(TEXT BLOCK)
## begin

# hot and fast brisket?



## jerseydrew (Jul 17, 2013)

so how hot and how fast is it? i watch BBQ PM and everyone has different theories. i want to try it once and see if it affects flavor and tenderness. i have an 11.5 lb brisket and was hoping to get it cooked in one day for dinner.


----------



## thomas phillips (Jul 17, 2013)

Jeff has an Excellent newsletter about a slow n low start, high finish brisket here.

http://www.smoking-meat.com/february-7-2013-smoked-brisket-low-n-slow-start-high-heat-finish


----------



## badmoont2 (Jul 18, 2013)

I have been experimenting with hot and fast on briskets and butts, so far the results have been very good. I too got the idea from Barbecue Pitmasters, Myron Mixon in particular seems to be a devotee of hot and fast. At minimum it's a technique to have in your arsenal when time is short.

Here's a recent post I did about a hot and fast brisket cook. Lately I've been starting at 225 and letting the temp rise fairly quickly so that after 2 hrs I'm at 300. The idea here is to get a little more smoke on the meat.


----------



## suie (Jul 18, 2013)

I've been thinking about trying hot and fast on Briskets too, thanks to Myron Mixon. On a recent show I think he said he does them at 300-325 and can get a full packer done in 10 hours. It sure would be nice to not have to do them overnight!


----------



## turnandburn (Jul 18, 2013)

ive done hot and fast with no problems.


----------



## kathrynn (Jul 18, 2013)

My hot and fast temps range from 250-275*....and actually the butts and the briskets have been moist and delish....same as if I did them at 225*

Kat


----------



## turnandburn (Jul 18, 2013)

## end

(YOUR TASKS)
1: Condense the paragraph of the brisket thread that begins "I have been experimenting with hot and fast" into a short bulleted list that keeps its main facts.
2: Name every distinct username that appears as a poster in the brisket thread.
3: Reproduce the passage of the brisket thread starting with "## thomas phillips" and going on through "time is short.", without changing a word.
Rely only on the brisket thread for what comes next.

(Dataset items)
## begin

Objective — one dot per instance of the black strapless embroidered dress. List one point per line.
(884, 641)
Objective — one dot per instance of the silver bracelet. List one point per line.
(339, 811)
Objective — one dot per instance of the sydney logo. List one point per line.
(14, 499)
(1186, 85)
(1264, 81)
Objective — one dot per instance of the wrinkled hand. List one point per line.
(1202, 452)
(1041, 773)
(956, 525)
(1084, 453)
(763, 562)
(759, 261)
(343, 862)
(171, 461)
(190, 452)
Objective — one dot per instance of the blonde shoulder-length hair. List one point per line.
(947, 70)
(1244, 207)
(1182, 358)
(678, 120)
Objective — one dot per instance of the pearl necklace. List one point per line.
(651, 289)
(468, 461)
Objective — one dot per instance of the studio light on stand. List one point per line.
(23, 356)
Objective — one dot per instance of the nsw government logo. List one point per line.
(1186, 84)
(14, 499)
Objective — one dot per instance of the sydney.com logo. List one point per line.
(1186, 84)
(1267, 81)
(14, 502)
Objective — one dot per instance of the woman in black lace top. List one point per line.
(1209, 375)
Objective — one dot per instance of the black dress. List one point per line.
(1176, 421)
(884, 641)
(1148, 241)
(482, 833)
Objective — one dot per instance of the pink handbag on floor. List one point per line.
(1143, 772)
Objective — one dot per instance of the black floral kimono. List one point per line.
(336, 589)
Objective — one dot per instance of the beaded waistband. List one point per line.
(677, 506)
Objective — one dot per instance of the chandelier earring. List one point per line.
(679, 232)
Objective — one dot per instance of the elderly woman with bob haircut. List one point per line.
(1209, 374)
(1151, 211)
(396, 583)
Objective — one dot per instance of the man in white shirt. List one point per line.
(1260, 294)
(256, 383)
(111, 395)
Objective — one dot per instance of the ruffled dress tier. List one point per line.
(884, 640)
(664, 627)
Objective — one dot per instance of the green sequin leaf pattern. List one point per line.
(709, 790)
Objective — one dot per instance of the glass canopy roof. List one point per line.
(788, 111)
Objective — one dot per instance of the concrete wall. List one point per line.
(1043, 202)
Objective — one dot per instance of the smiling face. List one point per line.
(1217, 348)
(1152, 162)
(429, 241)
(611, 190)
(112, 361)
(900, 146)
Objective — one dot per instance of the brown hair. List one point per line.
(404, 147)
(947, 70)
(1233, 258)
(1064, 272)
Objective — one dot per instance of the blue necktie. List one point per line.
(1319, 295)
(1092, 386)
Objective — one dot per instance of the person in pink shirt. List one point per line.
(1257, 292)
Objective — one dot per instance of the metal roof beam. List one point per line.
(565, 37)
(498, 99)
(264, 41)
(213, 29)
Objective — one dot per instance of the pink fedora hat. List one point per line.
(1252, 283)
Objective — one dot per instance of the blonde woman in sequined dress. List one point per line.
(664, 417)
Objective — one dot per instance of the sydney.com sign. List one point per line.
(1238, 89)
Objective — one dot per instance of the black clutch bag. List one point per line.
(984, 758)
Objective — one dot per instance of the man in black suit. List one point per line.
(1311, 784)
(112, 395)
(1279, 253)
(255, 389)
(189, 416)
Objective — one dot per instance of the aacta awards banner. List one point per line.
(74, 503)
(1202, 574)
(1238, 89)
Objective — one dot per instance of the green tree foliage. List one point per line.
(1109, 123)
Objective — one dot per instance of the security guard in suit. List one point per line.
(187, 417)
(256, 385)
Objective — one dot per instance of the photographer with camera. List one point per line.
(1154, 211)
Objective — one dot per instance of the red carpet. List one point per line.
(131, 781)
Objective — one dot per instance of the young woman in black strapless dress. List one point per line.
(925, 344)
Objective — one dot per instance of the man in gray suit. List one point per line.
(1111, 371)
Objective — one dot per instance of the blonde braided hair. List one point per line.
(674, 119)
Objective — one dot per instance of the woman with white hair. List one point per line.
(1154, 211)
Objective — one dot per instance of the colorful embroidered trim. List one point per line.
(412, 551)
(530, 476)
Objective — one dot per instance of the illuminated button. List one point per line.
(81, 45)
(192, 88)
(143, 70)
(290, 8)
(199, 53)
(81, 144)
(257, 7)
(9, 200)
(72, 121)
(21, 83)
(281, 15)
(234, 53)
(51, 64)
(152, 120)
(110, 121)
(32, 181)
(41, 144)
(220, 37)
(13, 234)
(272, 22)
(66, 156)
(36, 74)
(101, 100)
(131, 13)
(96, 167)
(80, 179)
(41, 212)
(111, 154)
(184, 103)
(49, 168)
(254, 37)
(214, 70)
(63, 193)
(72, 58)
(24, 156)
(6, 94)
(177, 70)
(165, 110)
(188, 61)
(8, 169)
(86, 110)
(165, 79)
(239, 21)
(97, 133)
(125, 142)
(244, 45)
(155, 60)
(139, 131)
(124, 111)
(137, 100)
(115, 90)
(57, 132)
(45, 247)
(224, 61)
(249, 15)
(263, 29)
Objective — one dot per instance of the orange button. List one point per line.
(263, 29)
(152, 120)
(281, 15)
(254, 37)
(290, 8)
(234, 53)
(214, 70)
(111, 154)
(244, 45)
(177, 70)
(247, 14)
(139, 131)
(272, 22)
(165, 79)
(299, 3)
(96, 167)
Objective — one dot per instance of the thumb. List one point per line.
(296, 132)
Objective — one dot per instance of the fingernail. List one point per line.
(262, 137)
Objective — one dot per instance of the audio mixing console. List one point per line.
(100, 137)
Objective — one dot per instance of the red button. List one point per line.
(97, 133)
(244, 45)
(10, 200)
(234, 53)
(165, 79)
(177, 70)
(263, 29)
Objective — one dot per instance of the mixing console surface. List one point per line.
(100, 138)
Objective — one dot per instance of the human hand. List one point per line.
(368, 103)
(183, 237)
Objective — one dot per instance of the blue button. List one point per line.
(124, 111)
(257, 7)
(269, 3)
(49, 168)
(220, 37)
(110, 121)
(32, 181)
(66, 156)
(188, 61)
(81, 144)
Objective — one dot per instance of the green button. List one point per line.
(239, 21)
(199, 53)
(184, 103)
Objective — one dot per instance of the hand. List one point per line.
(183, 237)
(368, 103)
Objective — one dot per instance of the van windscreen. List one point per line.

## end

(RESULTS FOR EACH TASK)
1:
- Has been trying hot and fast on briskets and butts, with very good results so far.
- Got the idea from Barbecue Pitmasters, where Myron Mixon seems to be a devotee of the method.
- At minimum, it is a useful technique when time is short.

2: jerseydrew, thomas phillips, badmoont2, suie, turnandburn, kathrynn

3:
## thomas phillips (Jul 17, 2013)

Jeff has an Excellent newsletter about a slow n low start, high finish brisket here.

http://www.smoking-meat.com/february-7-2013-smoked-brisket-low-n-slow-start-high-heat-finish


----------



## badmoont2 (Jul 18, 2013)

I have been experimenting with hot and fast on briskets and butts, so far the results have been very good. I too got the idea from Barbecue Pitmasters, Myron Mixon in particular seems to be a devotee of hot and fast. At minimum it's a technique to have in your arsenal when time is short.